> Objective
Copy every line of the material below word for word.
— BEGIN Information given —
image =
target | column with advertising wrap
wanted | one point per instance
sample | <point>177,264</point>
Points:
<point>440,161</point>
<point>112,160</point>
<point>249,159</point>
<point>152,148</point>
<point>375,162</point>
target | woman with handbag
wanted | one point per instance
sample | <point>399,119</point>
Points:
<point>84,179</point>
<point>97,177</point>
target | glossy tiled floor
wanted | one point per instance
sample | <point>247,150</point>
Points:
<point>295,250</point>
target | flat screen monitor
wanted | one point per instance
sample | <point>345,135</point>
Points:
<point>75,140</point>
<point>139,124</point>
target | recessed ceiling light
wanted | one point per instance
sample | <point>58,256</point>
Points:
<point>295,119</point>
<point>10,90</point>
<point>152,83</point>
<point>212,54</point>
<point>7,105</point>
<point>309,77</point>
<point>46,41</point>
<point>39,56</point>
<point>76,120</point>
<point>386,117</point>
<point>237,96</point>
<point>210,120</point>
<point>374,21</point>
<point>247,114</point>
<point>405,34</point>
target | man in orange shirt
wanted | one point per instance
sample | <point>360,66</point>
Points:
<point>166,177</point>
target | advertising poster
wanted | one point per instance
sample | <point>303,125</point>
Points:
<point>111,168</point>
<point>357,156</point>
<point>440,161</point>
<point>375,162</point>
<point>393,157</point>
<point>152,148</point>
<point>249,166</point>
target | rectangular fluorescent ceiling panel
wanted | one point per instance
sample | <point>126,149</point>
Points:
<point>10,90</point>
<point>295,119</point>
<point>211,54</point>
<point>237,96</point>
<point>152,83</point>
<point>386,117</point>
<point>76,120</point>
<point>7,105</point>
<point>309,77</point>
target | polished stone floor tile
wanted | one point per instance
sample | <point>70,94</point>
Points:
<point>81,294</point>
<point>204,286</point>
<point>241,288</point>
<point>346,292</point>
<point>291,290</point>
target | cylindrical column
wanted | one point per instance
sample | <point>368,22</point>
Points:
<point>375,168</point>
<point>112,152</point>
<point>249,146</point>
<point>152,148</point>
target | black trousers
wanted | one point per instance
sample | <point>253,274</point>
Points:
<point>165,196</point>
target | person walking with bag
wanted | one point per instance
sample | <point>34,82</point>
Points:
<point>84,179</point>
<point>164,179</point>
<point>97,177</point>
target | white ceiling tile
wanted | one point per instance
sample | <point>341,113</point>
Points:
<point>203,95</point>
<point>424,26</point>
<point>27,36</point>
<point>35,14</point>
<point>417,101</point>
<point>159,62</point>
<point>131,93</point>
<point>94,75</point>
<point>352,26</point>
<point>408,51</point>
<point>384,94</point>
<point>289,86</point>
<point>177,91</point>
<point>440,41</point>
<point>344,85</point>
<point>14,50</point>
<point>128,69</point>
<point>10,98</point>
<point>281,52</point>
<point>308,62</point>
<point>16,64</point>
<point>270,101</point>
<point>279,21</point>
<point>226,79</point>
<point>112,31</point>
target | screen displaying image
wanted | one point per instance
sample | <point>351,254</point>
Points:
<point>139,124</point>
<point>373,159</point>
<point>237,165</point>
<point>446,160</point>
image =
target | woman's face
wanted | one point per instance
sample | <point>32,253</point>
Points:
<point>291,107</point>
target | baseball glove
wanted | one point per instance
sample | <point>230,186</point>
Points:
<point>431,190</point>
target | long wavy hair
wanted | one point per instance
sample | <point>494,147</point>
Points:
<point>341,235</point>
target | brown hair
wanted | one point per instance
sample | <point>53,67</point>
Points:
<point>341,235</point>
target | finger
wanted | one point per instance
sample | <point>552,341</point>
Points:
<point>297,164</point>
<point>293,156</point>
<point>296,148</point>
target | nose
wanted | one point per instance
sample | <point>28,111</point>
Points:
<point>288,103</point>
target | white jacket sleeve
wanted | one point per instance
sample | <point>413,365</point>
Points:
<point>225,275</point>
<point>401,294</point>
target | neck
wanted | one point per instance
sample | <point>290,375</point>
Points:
— END Information given —
> The result
image =
target | column with advertising wrap
wanted | one point per instance
sample | <point>177,264</point>
Points:
<point>440,161</point>
<point>112,160</point>
<point>249,159</point>
<point>152,148</point>
<point>375,162</point>
target | woman with handbag
wanted | one point per instance
sample | <point>399,119</point>
Points:
<point>84,179</point>
<point>97,177</point>
target | glossy tiled floor
wanted | one point per instance
sample | <point>247,150</point>
Points:
<point>295,250</point>
target | flat screen monitor
wanted | one point per instance
sample | <point>345,135</point>
Points:
<point>75,140</point>
<point>139,124</point>
target | recessed ceiling light
wanted | one point per instance
sample | <point>58,256</point>
Points:
<point>295,119</point>
<point>10,90</point>
<point>152,83</point>
<point>212,54</point>
<point>7,105</point>
<point>309,77</point>
<point>46,41</point>
<point>39,56</point>
<point>76,120</point>
<point>386,117</point>
<point>237,96</point>
<point>210,120</point>
<point>374,21</point>
<point>247,114</point>
<point>405,34</point>
target | man in orange shirt
wanted | one point per instance
sample | <point>360,66</point>
Points:
<point>166,177</point>
target | advertising poster
wanted | one point per instance
sample | <point>303,125</point>
Points:
<point>111,168</point>
<point>357,156</point>
<point>440,161</point>
<point>375,162</point>
<point>393,157</point>
<point>152,148</point>
<point>249,166</point>
target | rectangular fluorescent ceiling panel
wanted | one point per instance
sample | <point>126,149</point>
Points:
<point>10,90</point>
<point>295,119</point>
<point>211,54</point>
<point>237,96</point>
<point>152,83</point>
<point>386,117</point>
<point>76,120</point>
<point>7,105</point>
<point>309,77</point>
target | polished stone floor tile
wanted | one point per instance
sample | <point>70,94</point>
Points:
<point>81,294</point>
<point>204,286</point>
<point>241,288</point>
<point>346,292</point>
<point>291,290</point>
target | cylindrical column
wanted | one point per instance
sample | <point>368,22</point>
Points:
<point>375,168</point>
<point>112,152</point>
<point>249,146</point>
<point>152,148</point>
target | black trousers
wanted | one point per instance
sample | <point>253,274</point>
Points:
<point>165,196</point>
target | person walking with bag
wanted | one point per instance
sample | <point>34,82</point>
Points:
<point>84,179</point>
<point>164,179</point>
<point>97,177</point>
target | white ceiling tile
wanted | one point per instance
sample | <point>341,113</point>
Points:
<point>203,95</point>
<point>424,26</point>
<point>27,36</point>
<point>35,14</point>
<point>417,101</point>
<point>159,62</point>
<point>131,93</point>
<point>94,75</point>
<point>352,26</point>
<point>408,51</point>
<point>384,94</point>
<point>289,86</point>
<point>177,91</point>
<point>440,41</point>
<point>344,85</point>
<point>14,50</point>
<point>128,69</point>
<point>10,98</point>
<point>281,52</point>
<point>308,62</point>
<point>16,64</point>
<point>270,101</point>
<point>279,21</point>
<point>226,79</point>
<point>112,31</point>
target | screen displaying image
wanted | one point per instance
sample | <point>351,254</point>
Points:
<point>139,124</point>
<point>373,159</point>
<point>237,165</point>
<point>446,160</point>
image =
target | woman's face
wanted | one point per instance
sample | <point>32,253</point>
Points:
<point>291,107</point>
target | baseball glove
wanted | one point per instance
sample | <point>230,186</point>
Points:
<point>431,190</point>
target | long wavy hair
wanted | one point per instance
sample | <point>494,147</point>
Points:
<point>341,235</point>
target | brown hair
wanted | one point per instance
sample | <point>53,67</point>
Points:
<point>341,235</point>
target | finger
wanted | one point per instance
sample | <point>552,341</point>
Points:
<point>297,164</point>
<point>293,156</point>
<point>296,148</point>
target | nose
wanted | one point per instance
sample | <point>28,111</point>
Points:
<point>288,103</point>
target | white jacket sleeve
wanted | one point per instance
sample | <point>413,365</point>
Points:
<point>225,275</point>
<point>401,294</point>
target | neck
wanted | one point per instance
sample | <point>290,375</point>
Points:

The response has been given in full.